#### Instructions:
**a)** Could you duplicate the kmpfit confidence band question word for word, starting at "#linear 1d model" and ending at "kmpfit.simplefit(model_1d, p0, x, y)"?
**b)** What comes next in the kmpfit confidence band question? Write the following part, starting right after the last statement shown.

#### Supplied text:
[BEGIN]
I use kmpfit from kapteyn package to optimize parameters and compute confidence bands. The confidence_band function does not seem to work for models with more than one independent parameters. Does anyone have an idea how to solve this problem?

For models with one indpendent parameter, everything works as expected, without any problems:

from kapteyn import kmpfit
import numpy as np
import matplotlib.pyplot as plt 


#linear 1d model
def model_1d(p, x):
    a = p[0]
    b = p[1]
    return a*x + b


#data
x = np.array([0, 10, 20, 30])
y  = np.array([1.1, 1.8, 3.2, 3.0])

#optimizing parameters a and b with kmpfit
p0 = [0, 0] #start values for parameters a and b
f = kmpfit.simplefit(model_1d, p0, x, y)
[END]
#### Stored data:
[BEGIN]
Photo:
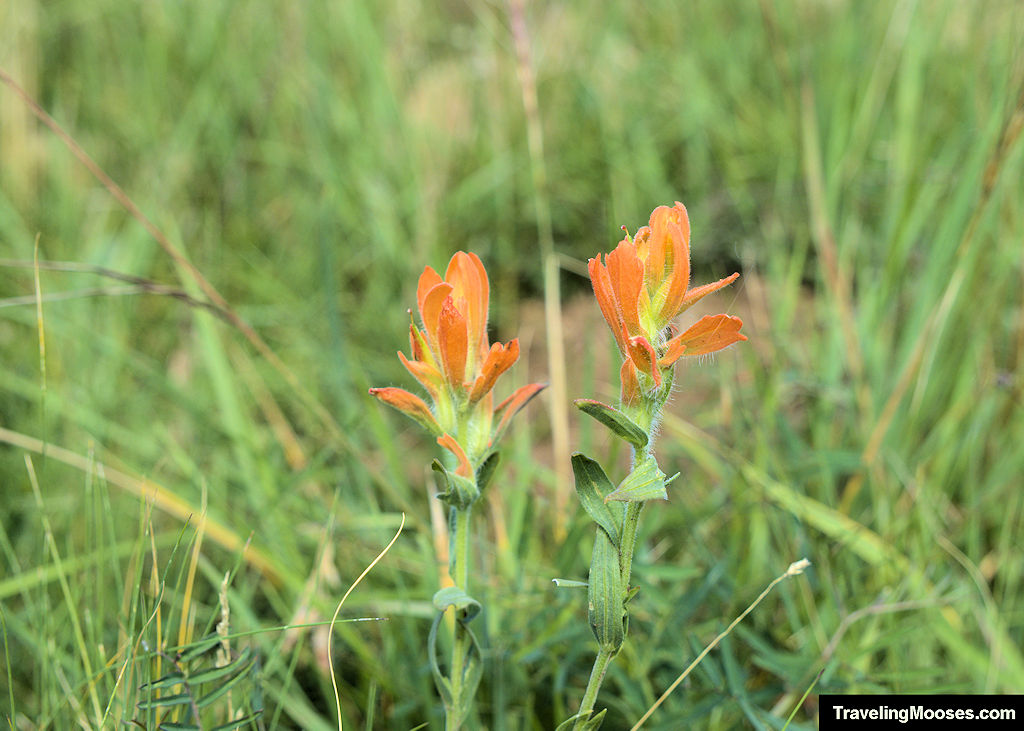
[END]
#### Answers for the exercise:
**a)**
#linear 1d model
def model_1d(p, x):
    a = p[0]
    b = p[1]
    return a*x + b


#data
x = np.array([0, 10, 20, 30])
y  = np.array([1.1, 1.8, 3.2, 3.0])

#optimizing parameters a and b with kmpfit
p0 = [0, 0] #start values for parameters a and b
f = kmpfit.simplefit(model_1d, p0, x, y)

**b)**
#calculation of confidence band

derivatives_a = x #1st derivative of a is x
derivatives_b = np.array([1, 1, 1, 1]) #1st derivative of b is always 1
dfdp = [derivatives_a, derivatives_b]

yhat, upper, lower = f.confidence_band(x, dfdp, 0.95, model_1d)


#plots
plt.plot(x,yhat) #plot fitted model
plt.plot(x,upper,'--') #plot upper confidence band
plt.plot(x,lower,'--') #plot lower confidence band
plt.plot(x,y,'.r') #plot data points

The script works nicely. As a result, you see the fitted model with upper and lower confidence bands: plot with upper and lower confidence bands

Below, the code is slightly changed to a 2D model, i.e. with two independent variables. This code does not work any more:

from kapteyn import kmpfit
import numpy as np

#linear with two independent variables x[0] amd x[1]
def model_2d(p, x):
    a = p[0]
    b = p[1]
    return a*x[0] + b*x[1]


#data
x = np.array([[0, 10, 20, 30], [0, 10, 20, 30]])
y  = [1.1, 1.8, 3.2, 3.0]

#optimizing parameters a and b with kmpfit
p0 = [0, 0] #start values for parameters a and b
f = kmpfit.simplefit(model_2d, p0, x, y)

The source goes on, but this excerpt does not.